Lines of data:
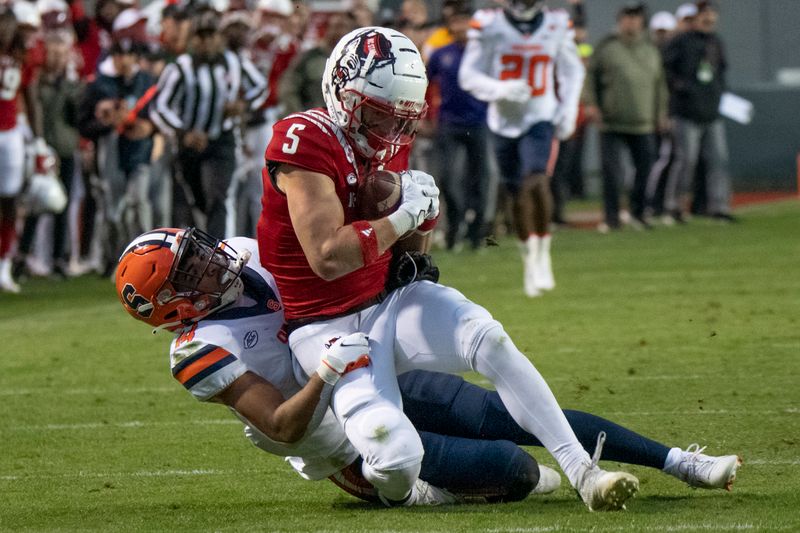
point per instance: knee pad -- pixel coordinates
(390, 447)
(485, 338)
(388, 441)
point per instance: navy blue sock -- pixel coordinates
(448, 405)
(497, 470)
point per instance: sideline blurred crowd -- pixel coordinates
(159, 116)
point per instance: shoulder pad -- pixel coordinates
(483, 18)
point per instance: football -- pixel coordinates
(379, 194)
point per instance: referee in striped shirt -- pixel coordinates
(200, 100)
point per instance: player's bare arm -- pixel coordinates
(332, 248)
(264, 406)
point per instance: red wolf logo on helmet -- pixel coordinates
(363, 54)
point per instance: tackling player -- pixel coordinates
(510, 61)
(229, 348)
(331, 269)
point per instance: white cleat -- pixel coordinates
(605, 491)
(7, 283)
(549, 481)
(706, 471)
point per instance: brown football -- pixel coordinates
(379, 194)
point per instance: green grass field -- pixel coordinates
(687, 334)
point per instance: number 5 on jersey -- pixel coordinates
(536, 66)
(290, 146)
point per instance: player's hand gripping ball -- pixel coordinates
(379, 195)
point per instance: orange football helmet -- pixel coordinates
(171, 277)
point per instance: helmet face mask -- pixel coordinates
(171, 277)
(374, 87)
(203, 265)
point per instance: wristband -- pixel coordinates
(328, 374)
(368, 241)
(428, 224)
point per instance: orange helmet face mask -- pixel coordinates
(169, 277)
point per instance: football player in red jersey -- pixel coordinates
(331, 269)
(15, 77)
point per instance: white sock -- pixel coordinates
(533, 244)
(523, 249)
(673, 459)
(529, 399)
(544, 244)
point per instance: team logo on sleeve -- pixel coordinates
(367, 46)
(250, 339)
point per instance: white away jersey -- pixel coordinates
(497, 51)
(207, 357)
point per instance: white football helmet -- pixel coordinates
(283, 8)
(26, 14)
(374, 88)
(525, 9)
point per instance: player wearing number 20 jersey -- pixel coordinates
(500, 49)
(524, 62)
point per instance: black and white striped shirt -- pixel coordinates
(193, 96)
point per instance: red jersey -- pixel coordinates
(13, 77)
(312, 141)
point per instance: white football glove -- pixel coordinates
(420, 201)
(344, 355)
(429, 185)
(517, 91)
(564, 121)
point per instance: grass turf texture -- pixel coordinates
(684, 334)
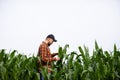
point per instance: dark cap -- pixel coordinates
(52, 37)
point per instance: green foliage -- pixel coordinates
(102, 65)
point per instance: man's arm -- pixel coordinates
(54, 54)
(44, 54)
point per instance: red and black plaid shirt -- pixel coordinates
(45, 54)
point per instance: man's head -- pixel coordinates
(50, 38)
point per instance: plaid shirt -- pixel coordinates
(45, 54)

--

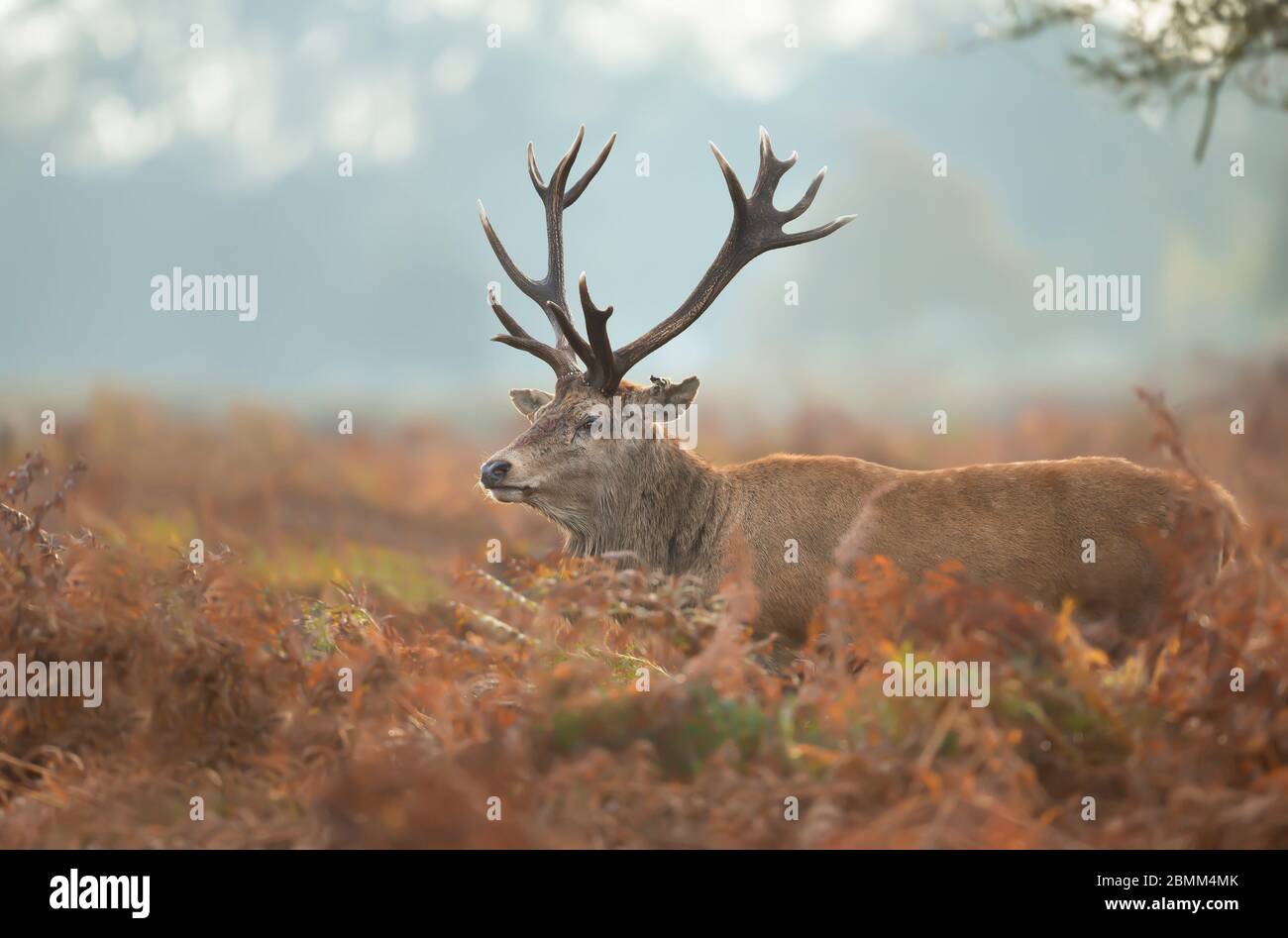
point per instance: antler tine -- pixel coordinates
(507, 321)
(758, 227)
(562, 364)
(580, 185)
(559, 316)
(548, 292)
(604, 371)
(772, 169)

§ YOUR TASK
Locate each row that includes the word "logo" and copy those rows out in full. Letter case matters.

§ ANSWER IN FULL
point per instance: red wolf logo on helmet -- pixel coordinates
point per instance: team logo on sleeve -- pixel coordinates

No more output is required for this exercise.